▸ Text excerpt
Improving Organ Donation to Save Thousands of Lives

In 2022, Griffin Catalyst joined with partners to support the Organs Initiative, a coalition leveraging data to drive change with broad bipartisan support. The challenge: To fix a broken, inefficient organ donation system that leads to tens of thousands of healthy organs going unrecovered each year and contributes to 30 Americans dying every day for lack of an available organ. In August 2022, the group achieved the first major overhaul of the organ donation system in 40 years, projected to save over 7,000 lives annually. Almost a year later, in July 2023, Congress unanimously passed legislation to break up the failing national organ monopoly held by the United Network for Organ Sharing (UNOS).
Photo Credit: serts via Getty
A paramedic delivers an organ for transplant in 2020. In 2023, approximately 103,000 people were on the organ waiting list, and the demand for an efficient, improved organ donation system remains critical to saving thousands of lives.

The mismanagement and failures of local organ procurement organizations (OPOs), as well as UNOS — the contractor that manages the national organ transplant system — result in preventable deaths every day. These failures also drive $36 billion per year in Medicare spending for patients on dialysis as they await kidney transplants, representing a full 1% of the entire federal budget. Reforming this system and using data to hold organizations accountable for the first time introduces competition and accountability into an incompetent monopolistic system — and saves lives.

Who We’re Supporting

The Organs Initiative, launched by two nonprofits working together — the Federation of American Scientists and Organize — has driven bipartisan reforms in our national organ donation system. By leveraging data to highlight system failings, increase transparency, and enable the federal government to hold organ contractors accountable for the first time, this work aims to ensure a more effective national system of organ donation on a permanent basis.

In 2022, the group helped to ensure that new data-driven, legally enforceable standards for OPOs went into effect. This critical first step was the capstone to a decades-long fight to hold local organ contractors accountable. Since that time, bipartisan Congressional leaders have escalated investigations into systemic waste, fraud, and abuse among federal organ contractors, as well as called for increased transparency in any effort to ensure evidence of effective organ donation services across the country.

The larger goal of the Organs Initiative is to save lives, replacing the current monopolistic structure with a competitive ecosystem in which the performance incentives for organ contractors are more closely aligned with the interests of patients — and in which failing contractors can be readily replaced by higher performers.

▸ Data supplied
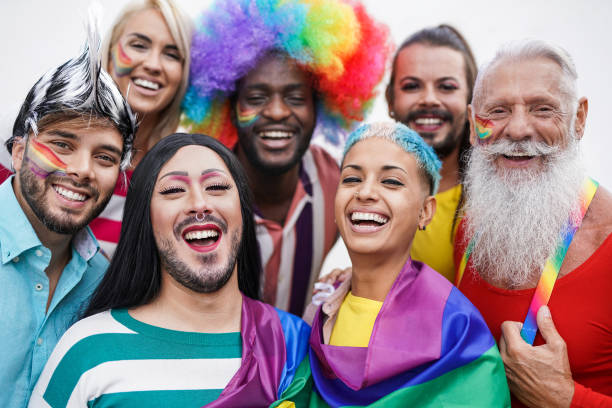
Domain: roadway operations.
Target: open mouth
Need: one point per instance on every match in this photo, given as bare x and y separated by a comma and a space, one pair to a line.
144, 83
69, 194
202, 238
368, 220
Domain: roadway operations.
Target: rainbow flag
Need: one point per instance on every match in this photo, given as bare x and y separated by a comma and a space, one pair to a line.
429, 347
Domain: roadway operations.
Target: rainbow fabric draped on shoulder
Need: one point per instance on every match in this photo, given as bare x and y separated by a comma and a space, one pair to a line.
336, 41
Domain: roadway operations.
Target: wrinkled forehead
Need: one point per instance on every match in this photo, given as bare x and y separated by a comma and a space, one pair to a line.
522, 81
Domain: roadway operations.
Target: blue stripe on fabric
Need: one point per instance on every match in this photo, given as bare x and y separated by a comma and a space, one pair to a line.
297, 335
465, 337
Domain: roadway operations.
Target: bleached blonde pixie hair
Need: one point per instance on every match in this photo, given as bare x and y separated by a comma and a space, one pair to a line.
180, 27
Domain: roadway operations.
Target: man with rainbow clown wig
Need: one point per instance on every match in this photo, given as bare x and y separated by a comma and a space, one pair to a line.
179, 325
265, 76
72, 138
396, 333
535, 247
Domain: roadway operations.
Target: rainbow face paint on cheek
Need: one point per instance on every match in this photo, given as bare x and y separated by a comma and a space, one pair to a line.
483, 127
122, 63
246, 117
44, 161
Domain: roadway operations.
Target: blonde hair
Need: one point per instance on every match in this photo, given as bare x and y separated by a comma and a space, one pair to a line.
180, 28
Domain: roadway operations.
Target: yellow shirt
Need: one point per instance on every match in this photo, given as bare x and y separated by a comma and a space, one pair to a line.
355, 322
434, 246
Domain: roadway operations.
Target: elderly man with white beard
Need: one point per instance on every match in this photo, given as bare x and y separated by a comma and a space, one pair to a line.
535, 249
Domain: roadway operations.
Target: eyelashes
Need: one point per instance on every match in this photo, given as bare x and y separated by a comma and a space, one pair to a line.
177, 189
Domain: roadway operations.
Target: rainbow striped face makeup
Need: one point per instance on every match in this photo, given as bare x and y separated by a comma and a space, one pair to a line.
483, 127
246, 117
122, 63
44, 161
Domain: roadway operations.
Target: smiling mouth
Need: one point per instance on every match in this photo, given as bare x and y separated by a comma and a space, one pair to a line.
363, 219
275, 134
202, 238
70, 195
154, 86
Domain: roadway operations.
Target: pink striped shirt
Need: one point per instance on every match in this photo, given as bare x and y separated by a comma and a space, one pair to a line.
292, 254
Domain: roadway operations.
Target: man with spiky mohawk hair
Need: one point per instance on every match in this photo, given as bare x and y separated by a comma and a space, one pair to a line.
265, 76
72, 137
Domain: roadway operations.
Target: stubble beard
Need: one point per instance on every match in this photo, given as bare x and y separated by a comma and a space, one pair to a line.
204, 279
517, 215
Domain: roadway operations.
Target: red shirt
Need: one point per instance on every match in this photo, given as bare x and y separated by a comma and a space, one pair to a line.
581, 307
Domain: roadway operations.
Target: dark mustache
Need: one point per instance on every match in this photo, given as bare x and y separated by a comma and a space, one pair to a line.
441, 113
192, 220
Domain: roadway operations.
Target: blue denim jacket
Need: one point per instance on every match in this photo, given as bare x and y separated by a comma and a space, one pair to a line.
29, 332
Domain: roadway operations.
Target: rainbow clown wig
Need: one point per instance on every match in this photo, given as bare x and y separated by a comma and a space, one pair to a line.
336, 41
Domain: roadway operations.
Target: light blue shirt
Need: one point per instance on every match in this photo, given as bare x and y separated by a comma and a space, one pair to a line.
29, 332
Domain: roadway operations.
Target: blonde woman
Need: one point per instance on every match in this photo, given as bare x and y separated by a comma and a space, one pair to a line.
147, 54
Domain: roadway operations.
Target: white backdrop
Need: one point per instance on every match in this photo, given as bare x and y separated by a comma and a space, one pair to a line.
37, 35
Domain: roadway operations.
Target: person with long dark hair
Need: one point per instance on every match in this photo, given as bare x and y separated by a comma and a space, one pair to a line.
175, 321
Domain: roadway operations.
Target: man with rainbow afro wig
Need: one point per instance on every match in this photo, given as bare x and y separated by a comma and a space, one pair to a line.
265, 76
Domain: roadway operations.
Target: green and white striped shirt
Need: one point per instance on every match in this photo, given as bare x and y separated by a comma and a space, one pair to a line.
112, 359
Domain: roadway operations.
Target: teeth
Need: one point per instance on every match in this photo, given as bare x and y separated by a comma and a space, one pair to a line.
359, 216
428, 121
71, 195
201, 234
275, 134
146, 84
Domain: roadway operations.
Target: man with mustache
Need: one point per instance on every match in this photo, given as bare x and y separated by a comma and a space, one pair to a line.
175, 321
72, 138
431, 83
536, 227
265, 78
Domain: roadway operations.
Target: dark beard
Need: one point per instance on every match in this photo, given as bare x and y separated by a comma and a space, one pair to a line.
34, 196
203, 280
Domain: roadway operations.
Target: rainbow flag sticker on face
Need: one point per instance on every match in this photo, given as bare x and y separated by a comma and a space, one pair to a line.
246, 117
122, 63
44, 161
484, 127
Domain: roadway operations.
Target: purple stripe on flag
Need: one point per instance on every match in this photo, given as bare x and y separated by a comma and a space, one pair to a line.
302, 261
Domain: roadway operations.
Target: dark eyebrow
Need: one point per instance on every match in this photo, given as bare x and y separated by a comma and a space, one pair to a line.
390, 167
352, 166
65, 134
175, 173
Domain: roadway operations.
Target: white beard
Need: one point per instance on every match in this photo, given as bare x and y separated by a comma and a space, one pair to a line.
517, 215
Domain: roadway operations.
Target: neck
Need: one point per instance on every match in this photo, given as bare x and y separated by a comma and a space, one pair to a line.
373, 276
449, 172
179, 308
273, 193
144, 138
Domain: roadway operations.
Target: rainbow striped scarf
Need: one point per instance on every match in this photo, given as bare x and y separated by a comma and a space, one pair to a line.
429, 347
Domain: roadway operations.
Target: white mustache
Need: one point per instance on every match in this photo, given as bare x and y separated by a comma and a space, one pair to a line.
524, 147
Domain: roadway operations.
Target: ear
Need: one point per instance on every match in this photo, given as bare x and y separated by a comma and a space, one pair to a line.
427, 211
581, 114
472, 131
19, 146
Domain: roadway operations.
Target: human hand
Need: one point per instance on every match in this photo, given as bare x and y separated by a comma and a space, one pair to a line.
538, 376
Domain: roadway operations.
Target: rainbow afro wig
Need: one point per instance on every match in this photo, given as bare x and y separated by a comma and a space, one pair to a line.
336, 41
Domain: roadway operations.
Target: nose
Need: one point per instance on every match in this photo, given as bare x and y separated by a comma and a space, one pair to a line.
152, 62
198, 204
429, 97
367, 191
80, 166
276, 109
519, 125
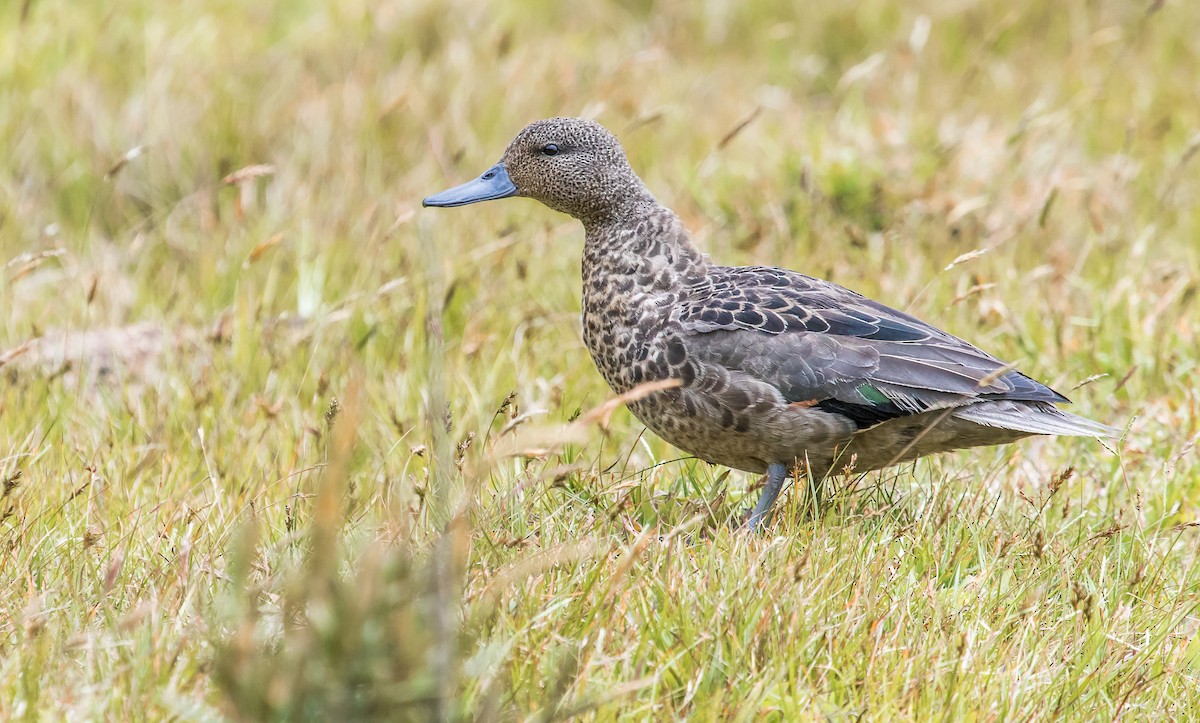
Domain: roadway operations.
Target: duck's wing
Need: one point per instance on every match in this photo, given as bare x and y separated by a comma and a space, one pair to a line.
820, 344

▸ Exercise requirements
- 1) Answer these from the organ donation article:
(a) In what month and year did Congress unanimously pass legislation to break up the UNOS monopoly?
(b) How much Medicare spending per year do the system's failures drive?
(c) Which two nonprofits launched the Organs Initiative?
- 2) Please carry the organ donation article on past its final paragraph with the next part.
The lines above aren't needed for what comes next.

▸ Responses to the exercise
- 1)
(a) July 2023
(b) $36 billion
(c) The Federation of American Scientists and Organize

- 2)
Why It Matters

According to a bipartisan report from the Senate Finance Committee, “the U.S. transplant network is not working, putting Americans’ lives at risk.” In 2023, approximately 103,000 people were on the organ waiting list. The Washington Post detailed that UNOS uses “out-of-date technology that has crashed for hours at a time” and has also been responsible for the “careless treatment of donated organs [and] organs lost in transit.” The failures of existing federal organ contractors — funded by the American taxpayer — have meant that thousands of Americans die each year waiting for organs.

The Organs Initiative utilizes a proven, data-driven approach to inject competition and accountability into the system of federal organ donation contractors — all with the goal of saving patients’ lives.

What’s the Impact

The data-driven organ donation policy which went into effect in 2022 is projected to save over 7,000 lives per year and $1 billion per year for the American taxpayer. The legislation unanimously passed in July 2023 lays the groundwork to break up the national organ monopoly which Forbes has described as a “cartel” and will translate to much greater care being provided for generous American donor families and the transplant patients who rely on them. This represents a transformational change in the decades-long fight to hold federal contractors accountable and prevent unnecessary American deaths on the organ waiting list.

A map showing the effectiveness of organ procurement organizations in each state, based on the U.S. Centers for Medicare & Medicaid Services’ three-tiered performance rankings. As of 2021, prior to the enactment of key reforms, the majority of organ procurement organizations nationwide were either underperforming (orange) or failing (red).